*AUFGABE 1:* Suche bitte aus den Datensätzen jede Zeile heraus, die die Zeichenfolge „sign“ enthält, und kopiere sie. Achte dabei auf Groß- und Kleinschreibung.

*TEXTAUSZUG:*
★ ★ ★

Die unverwischten Spuren

Das Mosaik im Hauptbahnhof feiert ungebrochen Kolonialismus und die an NS-Verbrechen beteiligte Firma Brinkmann. Ein offener Brief ruft den Bundes-Verkehrsminister Andreas Scheuer (CSU) nun dazu auf, das zu ändern

Ein Seemann mit Raubkunst, ein Arbeiter im Frondienst: schön für Bremer Firmen Foto: Lotta Drügemöller

Von Mahé Crüsemann

Die Eingangshalle des Bahnhofs. Menschen hasten vorbei, andere warten. Sie kommen an, sie reisen ab – ein Ort der Durchreise, gleichzeitig ein Ort des Verweilens, alle sind immer auf dem Sprung. Die Halle des Bremer Hauptbahnhofs ist groß und hell und beeindruckend. Die Außenfassade zieren Bildhauerarbeiten, die Industrie, Handel, Eisenbahnverkehr und Schifffahrt symbolisieren – sehr hanseatisch. Im Inneren der Halle, direkt zu sehen, wenn man den Bahnhof betritt, prangt ein großes Mosaik, worauf die Deutsche Bahn AG sehr stolz ist. Zu sehen sind Szenen des Handels, Schiffe, die Stadtmusikanten, eine Tabakpflanze. 1951 von der Tabakfirma Brinkmann zu Werbezwecken gestiftet,verschwand es später für einige Zeit hinter einer Holzverkleidung. 2001 wurde es wiederentdeckt, saniert und throne nun laut Deutscher Bahn AG „unübersehbar in der Empfangshalle“.

★ ★ ★

*BEREITGESTELLTE DATEN:*

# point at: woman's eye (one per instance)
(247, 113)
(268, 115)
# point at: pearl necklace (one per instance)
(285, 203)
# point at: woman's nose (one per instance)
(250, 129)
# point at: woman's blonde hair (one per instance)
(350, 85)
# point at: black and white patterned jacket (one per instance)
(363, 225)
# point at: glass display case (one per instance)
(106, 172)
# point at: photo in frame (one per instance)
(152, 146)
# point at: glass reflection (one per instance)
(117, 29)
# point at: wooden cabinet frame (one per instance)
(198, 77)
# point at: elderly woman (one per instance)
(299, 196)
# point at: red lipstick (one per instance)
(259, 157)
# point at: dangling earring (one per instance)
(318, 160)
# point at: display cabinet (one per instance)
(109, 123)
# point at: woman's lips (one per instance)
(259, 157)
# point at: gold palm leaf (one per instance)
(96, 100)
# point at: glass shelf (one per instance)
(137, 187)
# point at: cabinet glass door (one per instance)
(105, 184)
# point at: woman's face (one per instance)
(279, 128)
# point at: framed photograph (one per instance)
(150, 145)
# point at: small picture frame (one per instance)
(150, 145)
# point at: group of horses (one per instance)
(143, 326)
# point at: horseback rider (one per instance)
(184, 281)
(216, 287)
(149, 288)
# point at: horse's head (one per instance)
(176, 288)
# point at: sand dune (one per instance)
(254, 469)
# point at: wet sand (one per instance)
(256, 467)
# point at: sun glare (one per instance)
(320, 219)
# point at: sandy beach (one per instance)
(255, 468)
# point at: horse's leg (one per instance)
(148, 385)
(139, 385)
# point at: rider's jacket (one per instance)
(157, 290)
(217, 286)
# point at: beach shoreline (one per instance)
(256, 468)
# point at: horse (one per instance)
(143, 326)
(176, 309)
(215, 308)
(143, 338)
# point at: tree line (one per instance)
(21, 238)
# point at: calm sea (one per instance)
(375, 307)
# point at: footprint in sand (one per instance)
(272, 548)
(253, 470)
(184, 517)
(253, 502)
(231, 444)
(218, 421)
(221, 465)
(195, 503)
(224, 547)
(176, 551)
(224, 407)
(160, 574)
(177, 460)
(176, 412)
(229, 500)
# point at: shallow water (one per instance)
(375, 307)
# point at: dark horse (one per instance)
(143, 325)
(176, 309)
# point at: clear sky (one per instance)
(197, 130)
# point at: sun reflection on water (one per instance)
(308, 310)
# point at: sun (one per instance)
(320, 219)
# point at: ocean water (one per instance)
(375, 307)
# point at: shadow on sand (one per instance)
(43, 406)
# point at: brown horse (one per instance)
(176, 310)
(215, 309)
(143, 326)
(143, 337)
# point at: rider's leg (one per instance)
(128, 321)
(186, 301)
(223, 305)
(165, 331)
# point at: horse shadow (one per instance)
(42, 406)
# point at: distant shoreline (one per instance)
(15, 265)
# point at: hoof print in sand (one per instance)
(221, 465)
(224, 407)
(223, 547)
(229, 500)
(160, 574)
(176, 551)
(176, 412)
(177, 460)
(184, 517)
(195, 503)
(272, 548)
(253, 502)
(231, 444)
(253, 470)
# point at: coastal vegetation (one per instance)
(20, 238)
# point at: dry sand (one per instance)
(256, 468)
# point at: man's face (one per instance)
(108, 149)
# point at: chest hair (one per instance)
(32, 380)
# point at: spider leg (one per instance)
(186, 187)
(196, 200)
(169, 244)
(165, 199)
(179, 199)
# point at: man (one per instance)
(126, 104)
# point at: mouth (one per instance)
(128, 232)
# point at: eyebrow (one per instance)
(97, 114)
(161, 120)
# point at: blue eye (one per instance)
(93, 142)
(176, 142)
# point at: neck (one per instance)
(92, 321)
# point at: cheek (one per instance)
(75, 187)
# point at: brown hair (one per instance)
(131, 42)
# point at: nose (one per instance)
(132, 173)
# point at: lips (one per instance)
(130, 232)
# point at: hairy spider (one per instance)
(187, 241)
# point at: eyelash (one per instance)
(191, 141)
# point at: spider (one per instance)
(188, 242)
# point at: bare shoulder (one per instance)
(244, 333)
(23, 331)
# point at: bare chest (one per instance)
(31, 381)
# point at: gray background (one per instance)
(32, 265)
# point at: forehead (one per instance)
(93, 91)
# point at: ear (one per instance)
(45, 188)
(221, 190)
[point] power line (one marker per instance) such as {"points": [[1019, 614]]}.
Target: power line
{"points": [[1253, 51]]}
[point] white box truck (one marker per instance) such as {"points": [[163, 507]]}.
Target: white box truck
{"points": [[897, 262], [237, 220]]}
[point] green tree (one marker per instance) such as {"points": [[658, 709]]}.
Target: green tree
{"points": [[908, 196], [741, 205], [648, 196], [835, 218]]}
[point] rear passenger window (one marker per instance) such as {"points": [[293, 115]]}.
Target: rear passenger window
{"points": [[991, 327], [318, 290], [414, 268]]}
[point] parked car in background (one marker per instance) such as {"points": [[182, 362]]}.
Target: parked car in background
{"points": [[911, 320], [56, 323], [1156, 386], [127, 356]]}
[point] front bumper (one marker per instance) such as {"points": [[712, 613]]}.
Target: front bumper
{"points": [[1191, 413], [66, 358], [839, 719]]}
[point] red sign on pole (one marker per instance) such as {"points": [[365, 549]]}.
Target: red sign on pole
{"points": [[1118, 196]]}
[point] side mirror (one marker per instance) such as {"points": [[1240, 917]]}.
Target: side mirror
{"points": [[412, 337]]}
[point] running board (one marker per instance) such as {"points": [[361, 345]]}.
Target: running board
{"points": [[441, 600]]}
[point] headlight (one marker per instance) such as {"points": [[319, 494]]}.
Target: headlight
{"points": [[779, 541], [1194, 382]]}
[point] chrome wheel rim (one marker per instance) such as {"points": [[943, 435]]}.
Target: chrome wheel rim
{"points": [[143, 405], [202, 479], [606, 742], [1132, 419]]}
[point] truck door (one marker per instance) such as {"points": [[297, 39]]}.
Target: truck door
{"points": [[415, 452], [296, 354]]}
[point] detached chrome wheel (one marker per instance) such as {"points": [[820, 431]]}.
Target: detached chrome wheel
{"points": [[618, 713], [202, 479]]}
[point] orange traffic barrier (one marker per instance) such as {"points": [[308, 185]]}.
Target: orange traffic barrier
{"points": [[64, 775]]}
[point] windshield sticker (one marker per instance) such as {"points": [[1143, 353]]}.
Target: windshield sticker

★ ★ ★

*AUFGABE 2:* Führe den Text über das Mosaik im Bremer Hauptbahnhof im Anschluss an seinen letzten Satz weiter.

*ANTWORT 1:*
[point] red sign on pole (one marker per instance) such as {"points": [[365, 549]]}.
Target: red sign on pole

*ANTWORT 2:*
Ob man wirklich so stolz auf das Mosaik sein sollte, daran zweifeln vor allem die Grünen-Politikerinnen Kirsten Kappert-Gonther aus der Bundestags-, sowie Kai Wargalla und Sahhanim Görgu-Phillip von der Bürgerschaftsfraktion, aber auch die Eine-Welt-Koordinatorin Virginie Kamche vom Afrika Netzwerk Bremen. Sie haben einen offenen Brief an Verkehrsminister Andreas Scheuer (CSU) und den zuständigen Staatssekretär Enak Ferlemann (CDU) verfasst. Die fordern sie dazu auf, sich mit der kolonialen Vergangenheit der Firma Brinkmann zu befassen. Denn das Mosaik ist ein Abbild von Handel und Bremens Reichtum, den die Hansestadt im Zuge des deutschen Kolonialismus mithilfe der Unterdrückung und Ausbeutung von Menschen angehäuft hatte. Das Mosaik zeige „die Rolle unserer Hansestadt Bremen im Kolonialismus auf plakative Weise“, heißt es im offenen Brief. Auch grundsätzlich sei die Ehrung der Firma Brinkmann fragwürdig. Im Falle des Mosaiks liege „eine vor dem geschichtlichen Hintergrund verantwortungsvolle Präsentation in Ihrer Verantwortung“, wenden sich die Verfasserinnen ans Ministerium.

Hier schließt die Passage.